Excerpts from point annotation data
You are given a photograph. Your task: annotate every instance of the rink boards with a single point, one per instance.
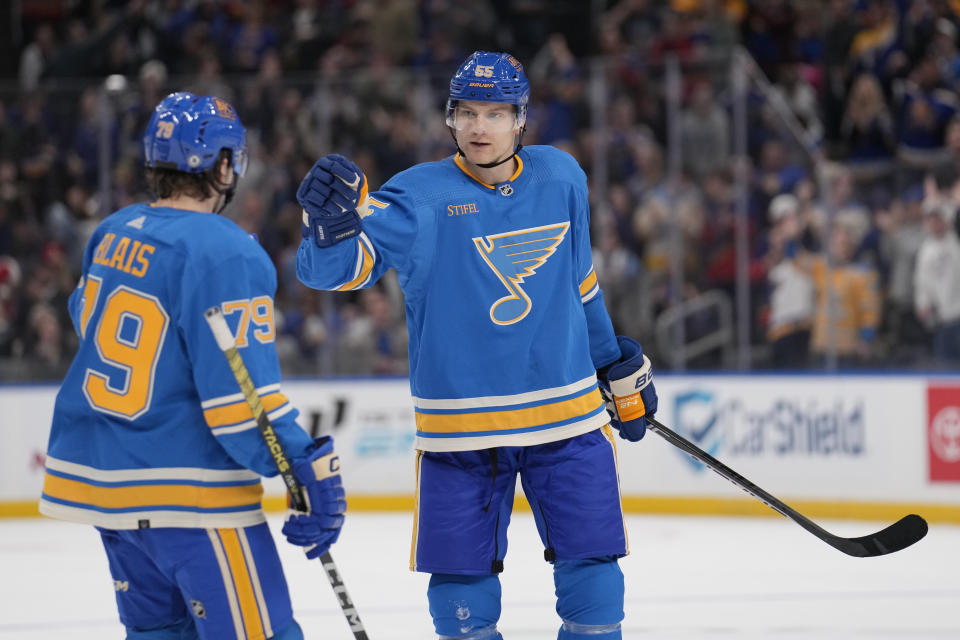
(864, 446)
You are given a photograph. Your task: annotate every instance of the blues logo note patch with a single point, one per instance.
(514, 256)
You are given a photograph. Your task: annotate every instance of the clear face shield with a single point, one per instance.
(498, 117)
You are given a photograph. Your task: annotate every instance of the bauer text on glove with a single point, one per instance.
(330, 194)
(627, 386)
(322, 489)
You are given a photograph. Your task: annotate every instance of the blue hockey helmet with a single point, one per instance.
(490, 77)
(187, 132)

#### WORK TO BE COMPLETED
Copy the lines from the one holding "patch with a single point, one per instance." through the end of the records, inclusive, swapping "annotate" for "mark" and leaving everything else unchanged.

#### TASK SOLUTION
You are given a photograph. Your task: mark every instance of the blues logo note patch with a single point, one per instance.
(514, 256)
You are given a photograph. Your task: mark every instance of the clear face shield with a single point, one per instance.
(498, 117)
You are given a photograph. Your task: mark every instance of the bauer text on glove with a single point, one per instance.
(330, 194)
(627, 386)
(322, 489)
You are given a photograph. Your task: mark every instance of the blue hockey helmet with a single point, one per instance.
(490, 77)
(187, 132)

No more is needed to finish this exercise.